Start

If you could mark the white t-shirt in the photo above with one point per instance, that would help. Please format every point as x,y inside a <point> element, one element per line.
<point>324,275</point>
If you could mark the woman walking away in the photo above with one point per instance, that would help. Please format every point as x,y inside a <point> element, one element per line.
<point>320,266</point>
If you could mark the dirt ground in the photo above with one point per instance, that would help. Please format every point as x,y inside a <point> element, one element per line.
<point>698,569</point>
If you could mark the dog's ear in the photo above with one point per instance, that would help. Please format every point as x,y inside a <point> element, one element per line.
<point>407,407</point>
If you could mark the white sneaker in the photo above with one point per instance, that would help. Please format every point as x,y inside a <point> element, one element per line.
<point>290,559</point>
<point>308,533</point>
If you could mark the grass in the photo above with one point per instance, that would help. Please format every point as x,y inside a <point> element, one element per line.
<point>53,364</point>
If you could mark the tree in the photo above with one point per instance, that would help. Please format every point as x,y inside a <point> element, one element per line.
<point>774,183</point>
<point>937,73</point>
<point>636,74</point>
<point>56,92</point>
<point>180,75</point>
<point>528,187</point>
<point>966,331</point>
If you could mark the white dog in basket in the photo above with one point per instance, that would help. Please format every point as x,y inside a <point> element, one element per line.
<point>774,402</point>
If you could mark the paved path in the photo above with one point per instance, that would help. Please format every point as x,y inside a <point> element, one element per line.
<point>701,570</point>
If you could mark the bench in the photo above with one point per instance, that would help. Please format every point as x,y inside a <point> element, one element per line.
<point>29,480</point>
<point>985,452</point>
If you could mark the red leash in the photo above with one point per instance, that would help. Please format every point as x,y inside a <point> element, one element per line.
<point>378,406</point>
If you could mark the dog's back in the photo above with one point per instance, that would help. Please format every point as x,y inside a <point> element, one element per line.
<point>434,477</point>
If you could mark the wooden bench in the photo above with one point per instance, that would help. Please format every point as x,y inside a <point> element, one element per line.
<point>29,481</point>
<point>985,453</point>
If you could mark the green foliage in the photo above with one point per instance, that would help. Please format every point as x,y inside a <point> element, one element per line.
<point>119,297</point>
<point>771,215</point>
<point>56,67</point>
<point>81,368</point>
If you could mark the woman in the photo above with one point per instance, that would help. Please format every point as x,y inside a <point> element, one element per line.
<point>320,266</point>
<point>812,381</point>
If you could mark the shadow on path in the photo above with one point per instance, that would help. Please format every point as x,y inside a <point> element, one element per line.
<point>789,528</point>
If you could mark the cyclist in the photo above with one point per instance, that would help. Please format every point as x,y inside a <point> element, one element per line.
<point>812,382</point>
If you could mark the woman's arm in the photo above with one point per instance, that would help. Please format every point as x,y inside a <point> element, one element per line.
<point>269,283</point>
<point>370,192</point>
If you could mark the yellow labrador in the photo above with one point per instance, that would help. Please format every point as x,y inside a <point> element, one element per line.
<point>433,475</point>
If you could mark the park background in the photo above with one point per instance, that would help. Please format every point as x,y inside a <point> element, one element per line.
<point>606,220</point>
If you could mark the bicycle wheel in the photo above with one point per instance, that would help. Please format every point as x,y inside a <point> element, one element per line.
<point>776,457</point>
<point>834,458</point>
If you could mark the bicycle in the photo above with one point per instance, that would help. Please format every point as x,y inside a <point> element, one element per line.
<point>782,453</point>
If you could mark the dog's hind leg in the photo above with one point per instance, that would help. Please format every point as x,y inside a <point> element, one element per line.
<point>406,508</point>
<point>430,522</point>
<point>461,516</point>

End

Brief: Please copy everything from the line containing "If you could mark the woman in" down to the end of the records, word for word.

Result of this task:
If you could mark the woman in the photo above with one point per instance, that would help. Please format every point as x,y inside a <point> element, one element per line.
<point>320,266</point>
<point>812,381</point>
If you could mark the shadow on path in the photo above with one point per instance, that would help. Please format every point as x,y inside a <point> element, one element per line.
<point>789,528</point>
If you could mark the cyclist in the photo above with one point per instance, that would help. Please format every point as x,y inside a <point> element, one element per line.
<point>812,382</point>
If you could mark the woman's arm in the photo above with one point per instance, that would help. Please format every point as x,y inside a <point> element, one element per line.
<point>269,283</point>
<point>370,192</point>
If you could mark the yellow labrador in the photo above with one point per instance, that would help. Please format every point as x,y inside a <point> element, one element per line.
<point>433,475</point>
If you could mark the park background in the photo above with one point per instance, that would help. Please format every point as x,y inside a <point> element, one element per line.
<point>606,220</point>
If you could mark the bicycle wheel in the photo above with one point per instance, that would help. Please format every point as x,y inside a <point> element, one element per line.
<point>776,457</point>
<point>834,458</point>
If you could mark the bicycle in the photo above with one point per instance, that would help. Please format every point as x,y inside a <point> element, one element per line.
<point>782,453</point>
If you could mark the dog's hind leg in the photo above with one point per instance, that would help. Please format every point as x,y inside a <point> element, one element per line.
<point>406,508</point>
<point>430,522</point>
<point>461,516</point>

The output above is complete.